From the line containing "Query: white ceiling tile" down to the last line of the material below, copy each line exactly and leave out the rest.

----------------

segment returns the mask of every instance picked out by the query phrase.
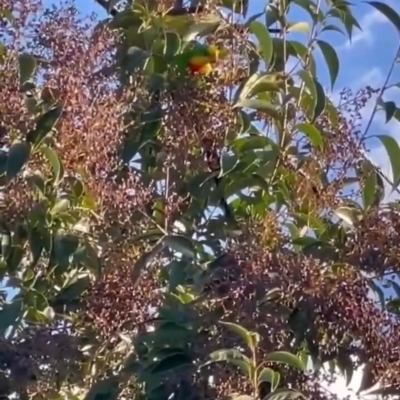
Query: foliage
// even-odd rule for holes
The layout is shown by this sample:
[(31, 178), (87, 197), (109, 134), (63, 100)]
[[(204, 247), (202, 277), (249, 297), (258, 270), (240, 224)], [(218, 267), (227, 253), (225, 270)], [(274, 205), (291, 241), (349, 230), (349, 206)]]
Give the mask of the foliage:
[[(400, 148), (390, 180), (366, 142), (400, 112), (315, 61), (334, 88), (351, 4), (170, 3), (0, 0), (0, 396), (327, 400), (359, 365), (398, 395)], [(194, 41), (230, 55), (193, 76)]]

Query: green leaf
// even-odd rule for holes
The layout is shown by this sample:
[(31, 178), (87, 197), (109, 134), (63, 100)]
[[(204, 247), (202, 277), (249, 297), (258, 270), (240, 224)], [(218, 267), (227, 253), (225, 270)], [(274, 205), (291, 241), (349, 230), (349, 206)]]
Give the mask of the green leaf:
[(294, 24), (290, 24), (287, 28), (288, 32), (301, 32), (301, 33), (310, 33), (310, 24), (308, 22), (295, 22)]
[(385, 101), (381, 103), (381, 106), (385, 109), (386, 123), (388, 123), (396, 114), (396, 103), (394, 101)]
[(147, 267), (151, 264), (155, 257), (160, 253), (163, 249), (163, 246), (156, 245), (150, 251), (143, 253), (139, 259), (136, 261), (135, 265), (132, 268), (131, 278), (134, 285), (137, 285), (139, 279), (142, 275), (142, 272), (147, 269)]
[(304, 394), (292, 389), (278, 389), (265, 396), (263, 400), (299, 400), (307, 399)]
[(256, 72), (236, 91), (234, 102), (239, 99), (245, 100), (263, 92), (279, 91), (284, 88), (285, 79), (285, 76), (281, 73)]
[(54, 238), (54, 254), (58, 265), (67, 266), (70, 264), (70, 257), (79, 246), (79, 238), (75, 235), (57, 235)]
[(328, 42), (317, 40), (317, 43), (328, 66), (329, 75), (331, 77), (331, 88), (333, 88), (339, 75), (339, 57), (335, 49)]
[(221, 23), (221, 19), (216, 14), (205, 14), (199, 17), (186, 32), (183, 37), (185, 42), (195, 40), (197, 36), (207, 36), (216, 31)]
[(57, 121), (60, 119), (62, 112), (63, 107), (58, 106), (42, 115), (36, 123), (36, 128), (26, 135), (26, 140), (35, 147), (39, 146), (52, 131)]
[(361, 164), (362, 181), (363, 181), (363, 205), (364, 209), (368, 209), (379, 204), (385, 194), (385, 187), (382, 177), (376, 168), (369, 162), (363, 161)]
[(250, 349), (254, 350), (257, 346), (259, 337), (257, 334), (254, 334), (254, 332), (250, 332), (247, 329), (243, 328), (243, 326), (234, 324), (232, 322), (220, 321), (220, 324), (226, 326), (229, 330), (238, 334), (244, 340), (247, 346), (249, 346)]
[(400, 183), (400, 147), (397, 140), (392, 136), (379, 135), (377, 137), (386, 149), (389, 156), (390, 165), (392, 167), (393, 174), (393, 189), (395, 189)]
[(168, 235), (164, 237), (163, 241), (170, 249), (182, 253), (187, 257), (194, 258), (196, 255), (193, 241), (185, 236)]
[(218, 175), (219, 178), (228, 175), (239, 164), (239, 159), (236, 154), (229, 154), (224, 152), (221, 157), (221, 171)]
[(0, 310), (0, 335), (4, 335), (10, 326), (13, 326), (21, 314), (22, 303), (20, 300), (14, 300), (11, 303), (5, 303)]
[(380, 11), (400, 33), (400, 16), (396, 11), (393, 10), (392, 7), (379, 1), (366, 1), (365, 3), (368, 3)]
[(64, 175), (64, 168), (58, 154), (48, 146), (42, 146), (40, 152), (47, 158), (53, 170), (54, 184), (58, 184)]
[(288, 353), (287, 351), (274, 351), (272, 353), (268, 353), (265, 359), (266, 361), (274, 361), (281, 364), (286, 364), (301, 371), (305, 370), (300, 358), (292, 353)]
[(350, 226), (354, 226), (354, 223), (356, 222), (356, 214), (355, 214), (355, 209), (350, 208), (350, 207), (338, 207), (335, 210), (335, 214), (345, 221), (347, 224)]
[(164, 41), (164, 55), (173, 57), (179, 53), (181, 48), (181, 39), (175, 32), (166, 32)]
[(259, 21), (253, 21), (249, 26), (249, 30), (257, 37), (260, 43), (265, 63), (270, 65), (274, 48), (268, 28)]
[(258, 384), (261, 382), (269, 382), (271, 384), (271, 391), (273, 392), (279, 386), (281, 375), (279, 372), (271, 368), (263, 368), (258, 375)]
[(192, 366), (193, 360), (189, 355), (185, 353), (177, 353), (159, 361), (153, 368), (151, 368), (151, 372), (153, 374), (161, 374), (171, 370), (190, 368)]
[(11, 146), (7, 159), (7, 182), (10, 182), (21, 172), (24, 165), (28, 162), (30, 154), (31, 145), (29, 143), (17, 142)]
[(325, 91), (321, 84), (308, 71), (303, 70), (298, 74), (303, 79), (304, 84), (310, 91), (313, 108), (312, 121), (315, 121), (325, 110)]
[(119, 383), (118, 377), (115, 376), (99, 380), (90, 388), (84, 400), (117, 400)]
[(126, 71), (130, 74), (134, 73), (137, 69), (143, 70), (146, 67), (146, 63), (150, 58), (150, 54), (142, 50), (140, 47), (131, 46), (126, 52), (126, 58), (124, 60), (124, 66)]
[(303, 132), (307, 137), (310, 139), (311, 144), (314, 147), (318, 147), (322, 149), (324, 145), (324, 138), (321, 134), (321, 132), (315, 127), (315, 125), (312, 124), (307, 124), (307, 123), (301, 123), (297, 124), (294, 129), (297, 129), (300, 132)]
[(249, 364), (251, 363), (250, 359), (247, 356), (245, 356), (239, 350), (236, 349), (216, 350), (209, 355), (209, 358), (213, 362), (221, 362), (221, 361), (230, 362), (230, 360), (242, 360)]
[(72, 284), (61, 289), (55, 298), (57, 304), (69, 303), (73, 300), (78, 299), (82, 293), (87, 290), (90, 286), (90, 279), (88, 276), (76, 280)]
[(36, 70), (36, 59), (29, 54), (23, 53), (18, 56), (19, 83), (22, 86), (29, 81)]
[(258, 99), (249, 99), (249, 100), (240, 100), (234, 106), (235, 108), (252, 108), (253, 110), (263, 111), (267, 115), (271, 116), (272, 118), (279, 118), (279, 108), (269, 101), (265, 100), (258, 100)]
[(69, 209), (70, 201), (68, 199), (57, 199), (53, 208), (51, 209), (51, 214), (57, 215), (63, 213)]

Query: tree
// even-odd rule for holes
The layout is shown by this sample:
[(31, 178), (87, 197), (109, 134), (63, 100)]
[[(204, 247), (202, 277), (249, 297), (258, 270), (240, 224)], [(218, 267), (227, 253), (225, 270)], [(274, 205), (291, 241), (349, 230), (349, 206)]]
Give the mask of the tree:
[[(351, 5), (170, 3), (0, 1), (1, 397), (333, 399), (359, 365), (398, 395), (400, 149), (389, 179), (358, 125), (400, 113), (314, 60), (333, 87)], [(230, 56), (193, 76), (193, 41)]]

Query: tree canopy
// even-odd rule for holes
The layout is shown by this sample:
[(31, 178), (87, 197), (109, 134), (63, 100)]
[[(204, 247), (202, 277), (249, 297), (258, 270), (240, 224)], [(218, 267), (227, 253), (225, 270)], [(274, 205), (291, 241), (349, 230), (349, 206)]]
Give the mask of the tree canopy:
[(1, 399), (399, 396), (398, 55), (337, 88), (354, 6), (252, 1), (0, 0)]

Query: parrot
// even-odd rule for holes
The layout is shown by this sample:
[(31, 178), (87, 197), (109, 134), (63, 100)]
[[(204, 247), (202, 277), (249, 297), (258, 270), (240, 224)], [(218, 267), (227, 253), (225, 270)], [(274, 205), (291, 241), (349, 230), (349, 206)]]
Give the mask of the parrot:
[(194, 75), (210, 75), (220, 59), (228, 56), (228, 50), (214, 45), (196, 44), (177, 56), (178, 66)]

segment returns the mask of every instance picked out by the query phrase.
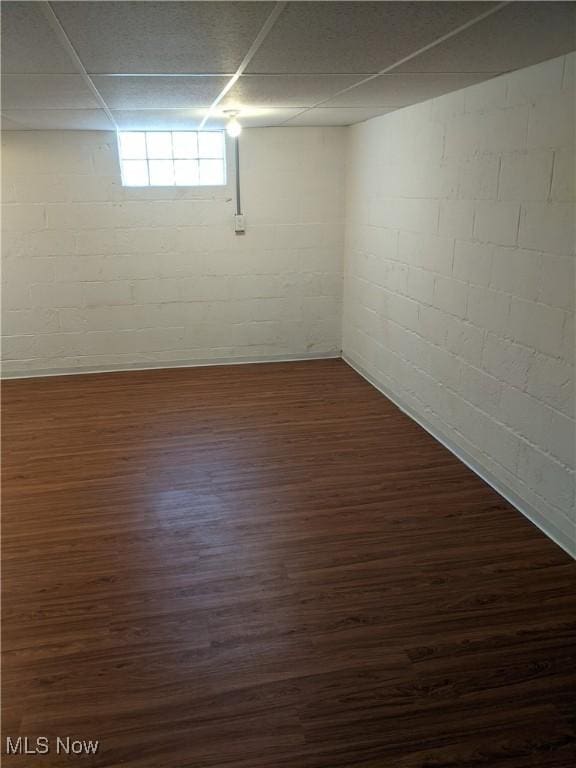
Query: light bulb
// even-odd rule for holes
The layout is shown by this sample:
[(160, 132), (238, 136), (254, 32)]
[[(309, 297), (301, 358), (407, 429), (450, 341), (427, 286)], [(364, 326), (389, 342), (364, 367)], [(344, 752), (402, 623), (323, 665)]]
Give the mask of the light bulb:
[(228, 120), (226, 125), (226, 133), (233, 139), (237, 138), (242, 133), (242, 126), (236, 117), (231, 117), (230, 120)]

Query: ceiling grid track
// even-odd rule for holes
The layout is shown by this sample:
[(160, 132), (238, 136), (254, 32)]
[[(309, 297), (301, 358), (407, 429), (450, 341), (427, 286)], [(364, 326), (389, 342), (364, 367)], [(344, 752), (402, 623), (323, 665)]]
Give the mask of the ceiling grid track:
[(503, 8), (505, 8), (507, 5), (510, 5), (510, 3), (512, 2), (514, 2), (514, 0), (504, 0), (504, 2), (498, 3), (498, 5), (495, 6), (494, 8), (490, 8), (484, 13), (481, 13), (479, 16), (475, 16), (473, 19), (470, 19), (464, 24), (461, 24), (459, 27), (456, 27), (450, 32), (447, 32), (445, 35), (438, 37), (436, 40), (433, 40), (431, 43), (428, 43), (428, 45), (425, 45), (422, 48), (419, 48), (417, 51), (414, 51), (413, 53), (408, 54), (408, 56), (404, 56), (404, 58), (399, 59), (398, 61), (395, 61), (394, 64), (390, 64), (390, 66), (385, 67), (384, 69), (381, 69), (379, 72), (376, 72), (373, 75), (368, 75), (368, 77), (365, 77), (362, 80), (359, 80), (357, 83), (354, 83), (353, 85), (349, 85), (347, 88), (342, 88), (342, 90), (332, 94), (328, 98), (322, 99), (321, 101), (318, 101), (316, 104), (312, 104), (312, 106), (310, 107), (306, 107), (306, 109), (303, 109), (301, 112), (298, 112), (298, 114), (292, 115), (291, 117), (289, 117), (287, 120), (285, 120), (282, 123), (282, 125), (287, 125), (292, 120), (295, 120), (297, 117), (299, 117), (300, 115), (304, 115), (306, 114), (306, 112), (310, 112), (313, 109), (317, 109), (318, 107), (321, 107), (322, 104), (326, 104), (327, 102), (332, 101), (336, 97), (341, 96), (344, 93), (348, 93), (349, 91), (354, 90), (354, 88), (358, 88), (360, 85), (364, 85), (365, 83), (369, 83), (371, 80), (375, 80), (377, 77), (382, 77), (382, 75), (388, 74), (393, 69), (397, 69), (398, 67), (402, 66), (402, 64), (405, 64), (407, 61), (411, 61), (412, 59), (415, 59), (417, 56), (420, 56), (421, 54), (426, 53), (426, 51), (429, 51), (432, 48), (435, 48), (437, 45), (440, 45), (441, 43), (446, 42), (446, 40), (450, 40), (451, 38), (456, 37), (456, 35), (459, 35), (461, 32), (464, 32), (470, 27), (473, 27), (475, 24), (478, 24), (478, 22), (483, 21), (484, 19), (487, 19), (489, 16), (492, 16), (495, 13), (498, 13), (498, 11), (501, 11)]
[(56, 16), (56, 14), (54, 13), (54, 9), (52, 8), (49, 2), (42, 3), (40, 8), (42, 10), (42, 13), (46, 17), (46, 20), (48, 21), (48, 23), (54, 30), (56, 36), (58, 37), (58, 40), (62, 44), (62, 47), (64, 48), (64, 50), (66, 51), (70, 59), (72, 60), (76, 69), (78, 70), (78, 74), (82, 77), (82, 79), (84, 80), (84, 83), (90, 89), (92, 95), (94, 96), (98, 104), (100, 104), (101, 109), (106, 113), (106, 116), (108, 117), (108, 119), (110, 120), (110, 122), (112, 123), (116, 131), (118, 131), (119, 130), (118, 123), (116, 122), (116, 119), (112, 114), (112, 111), (110, 110), (108, 104), (106, 104), (106, 102), (102, 98), (102, 94), (100, 93), (98, 88), (96, 88), (92, 78), (86, 71), (86, 67), (82, 63), (82, 59), (80, 58), (80, 56), (78, 56), (76, 48), (74, 48), (74, 46), (72, 45), (70, 38), (66, 34), (64, 27), (62, 26), (62, 24), (60, 23), (60, 20), (58, 19), (58, 16)]
[(268, 33), (276, 23), (278, 17), (282, 13), (286, 5), (287, 5), (286, 2), (276, 3), (276, 5), (274, 6), (274, 10), (262, 25), (260, 32), (258, 32), (258, 34), (256, 35), (254, 42), (252, 43), (252, 45), (248, 49), (248, 52), (246, 53), (246, 56), (244, 56), (244, 58), (240, 62), (240, 66), (238, 67), (234, 75), (232, 75), (232, 77), (230, 78), (226, 86), (214, 99), (213, 103), (210, 105), (210, 108), (208, 112), (204, 115), (204, 119), (200, 123), (200, 128), (198, 130), (200, 131), (203, 130), (204, 126), (206, 125), (206, 122), (210, 119), (210, 117), (212, 116), (212, 113), (214, 112), (218, 104), (222, 101), (224, 96), (226, 96), (228, 91), (230, 91), (230, 89), (233, 88), (234, 85), (238, 82), (238, 80), (240, 79), (240, 76), (243, 74), (244, 70), (246, 69), (248, 64), (251, 62), (254, 55), (256, 54), (256, 52), (258, 51), (258, 49), (266, 39)]

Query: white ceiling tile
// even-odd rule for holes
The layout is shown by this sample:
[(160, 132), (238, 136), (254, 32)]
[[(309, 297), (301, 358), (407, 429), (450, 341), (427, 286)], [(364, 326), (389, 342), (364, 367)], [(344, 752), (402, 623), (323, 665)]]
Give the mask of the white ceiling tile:
[(100, 104), (80, 75), (4, 75), (3, 109), (89, 109)]
[(309, 107), (358, 80), (358, 75), (245, 75), (228, 92), (224, 103)]
[(323, 107), (405, 107), (458, 91), (486, 80), (489, 75), (380, 75), (364, 85), (336, 96)]
[(250, 2), (56, 2), (87, 71), (235, 72), (272, 11)]
[(505, 72), (575, 49), (576, 3), (514, 2), (395, 71)]
[(102, 109), (23, 109), (2, 111), (2, 129), (113, 131)]
[(289, 3), (247, 72), (379, 72), (489, 6), (483, 2)]
[(2, 3), (2, 72), (6, 75), (75, 72), (41, 11), (44, 3)]
[(93, 77), (111, 109), (209, 107), (228, 77)]
[(317, 107), (298, 115), (288, 125), (354, 125), (392, 111), (377, 107)]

----------------

__Problem solution__.
Query: white ceiling tile
// even-odd rule for holes
The layout is shown by this sample:
[(160, 132), (238, 136), (254, 32)]
[[(309, 297), (301, 358), (407, 429), (450, 341), (427, 286)], [(364, 326), (389, 342), (364, 367)], [(344, 752), (402, 623), (323, 665)]]
Give the mask of the white ceiling tile:
[(100, 104), (80, 75), (4, 75), (3, 109), (89, 109)]
[(309, 107), (358, 80), (358, 75), (245, 75), (228, 92), (224, 103)]
[(323, 107), (405, 107), (458, 91), (486, 80), (489, 75), (380, 75), (364, 85), (336, 96)]
[(250, 2), (56, 2), (87, 71), (235, 72), (272, 11)]
[(505, 72), (575, 49), (576, 3), (514, 2), (395, 71)]
[(102, 109), (23, 109), (2, 111), (2, 129), (113, 131)]
[(289, 3), (247, 72), (379, 72), (489, 6), (483, 2)]
[(2, 3), (2, 72), (6, 75), (75, 72), (41, 11), (44, 3)]
[(93, 77), (111, 109), (209, 107), (228, 77)]
[(317, 107), (298, 115), (288, 125), (354, 125), (392, 111), (377, 107)]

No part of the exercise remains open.